-- Input follows --

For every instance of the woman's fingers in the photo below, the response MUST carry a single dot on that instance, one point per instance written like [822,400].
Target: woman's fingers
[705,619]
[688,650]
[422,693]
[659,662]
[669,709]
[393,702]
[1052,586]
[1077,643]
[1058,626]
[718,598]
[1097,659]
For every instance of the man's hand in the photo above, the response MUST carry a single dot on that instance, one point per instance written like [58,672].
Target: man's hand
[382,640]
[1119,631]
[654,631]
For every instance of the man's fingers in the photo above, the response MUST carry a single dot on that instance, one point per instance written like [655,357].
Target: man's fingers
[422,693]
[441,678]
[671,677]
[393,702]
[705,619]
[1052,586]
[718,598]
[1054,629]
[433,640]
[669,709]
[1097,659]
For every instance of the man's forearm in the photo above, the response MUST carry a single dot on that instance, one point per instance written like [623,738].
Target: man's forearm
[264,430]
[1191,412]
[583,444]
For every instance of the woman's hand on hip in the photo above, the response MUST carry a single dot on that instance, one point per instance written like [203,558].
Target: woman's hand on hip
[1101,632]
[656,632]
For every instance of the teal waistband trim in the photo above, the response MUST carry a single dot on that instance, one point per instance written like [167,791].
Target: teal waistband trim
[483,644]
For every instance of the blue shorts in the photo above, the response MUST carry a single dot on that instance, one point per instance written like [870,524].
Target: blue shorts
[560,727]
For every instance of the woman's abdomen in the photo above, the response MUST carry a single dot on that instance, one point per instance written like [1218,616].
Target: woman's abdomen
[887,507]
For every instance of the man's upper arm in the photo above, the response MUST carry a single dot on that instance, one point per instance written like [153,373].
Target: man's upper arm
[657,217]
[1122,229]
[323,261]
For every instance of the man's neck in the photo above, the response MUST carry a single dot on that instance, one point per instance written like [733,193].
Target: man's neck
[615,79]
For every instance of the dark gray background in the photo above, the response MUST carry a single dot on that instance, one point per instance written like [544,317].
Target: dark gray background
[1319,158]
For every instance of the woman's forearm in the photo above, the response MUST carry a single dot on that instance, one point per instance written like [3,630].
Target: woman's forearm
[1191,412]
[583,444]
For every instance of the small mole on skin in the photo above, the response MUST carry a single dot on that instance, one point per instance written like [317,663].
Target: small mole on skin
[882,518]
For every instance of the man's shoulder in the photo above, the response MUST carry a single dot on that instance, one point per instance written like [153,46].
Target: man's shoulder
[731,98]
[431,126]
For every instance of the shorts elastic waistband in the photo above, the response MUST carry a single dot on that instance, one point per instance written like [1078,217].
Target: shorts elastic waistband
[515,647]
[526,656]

-- Input concluded --

Would you please return all of the data exactly?

For every instance of the woman's fingers in the photo below, the response MUST carry a single dot on that instance, one point per instance written like [822,400].
Target: woman's fingers
[705,619]
[688,650]
[422,693]
[659,662]
[669,709]
[393,702]
[1052,586]
[1077,643]
[1058,626]
[718,598]
[1097,659]
For every instance of the man's hand in the photo above, the response MUST carry a single dot on that instance, one point per instance written like [58,672].
Target: man's hand
[382,640]
[1119,631]
[654,631]
For every instance of the man's fingers in the photo above, the response MUST carry a single dot on that instance, one point per instance written like [655,357].
Target: man's fingers
[422,693]
[441,678]
[671,677]
[393,702]
[705,619]
[1052,586]
[718,598]
[1054,629]
[433,640]
[669,709]
[1097,659]
For every instance of the man's forearm in the photo above, the response MUST carry a single dot on that instance, one point per instance written like [623,738].
Target: man's forearm
[264,430]
[1191,412]
[583,444]
For every instance of the woman's hand on hip in the photo above, the response MUST carry a single dot on that instance, one point per instance written like [203,558].
Target: woman's hand on hip
[1101,632]
[656,632]
For every instance of the teal waistband trim in the photo above, the response MUST carry a single dot on that instance, one point per instance written like [167,791].
Target: teal waistband trim
[483,644]
For every instance of the blue shorts in the photo above, the response MUST carry a single dot on that instance, one point per instance written like [870,524].
Target: blue shorts
[560,727]
For every instance of the woman's abdomen in the photo above, the response MUST carry a single dot on that instance, one point per instance written like [1218,616].
Target: woman's abdomen
[887,507]
For every instance of the man's upper arm in the photo above, the response MUST carry a single dot on that instance, one point per instance written like [153,373].
Target: man's upper arm
[657,217]
[1122,229]
[323,261]
For every instance of the man's neck in the photo above, the response MUST carry a single dot on that instance, one point per instance written like [733,193].
Target: man's neck
[615,79]
For every instance of the dark gray background in the photo above, the response MUST carry a single dot on that instance, one point per instance written like [544,317].
Target: dark gray background
[1319,158]
For every instance of the woman's forearm in the photo above, the response MUST carry a single dot on that instance, one point per instance written like [3,630].
Target: woman's forearm
[1191,412]
[583,444]
For every instance of the small mole on skin in the photo above, the response MUST carry a single dot on that instance, one point per instance written like [317,663].
Target: small mole on skin
[882,518]
For every instance of the man's shoulder in the photo above, the response MUST carry a single dot on that instance, one point per instance written like [153,46].
Target: man's shoulder
[731,98]
[431,126]
For every instance of the shorts elastic waistband in the photo above, the response MUST carry a single dot on that instance, one point per instance written like [1078,217].
Target: shorts elastic waistband
[515,647]
[526,656]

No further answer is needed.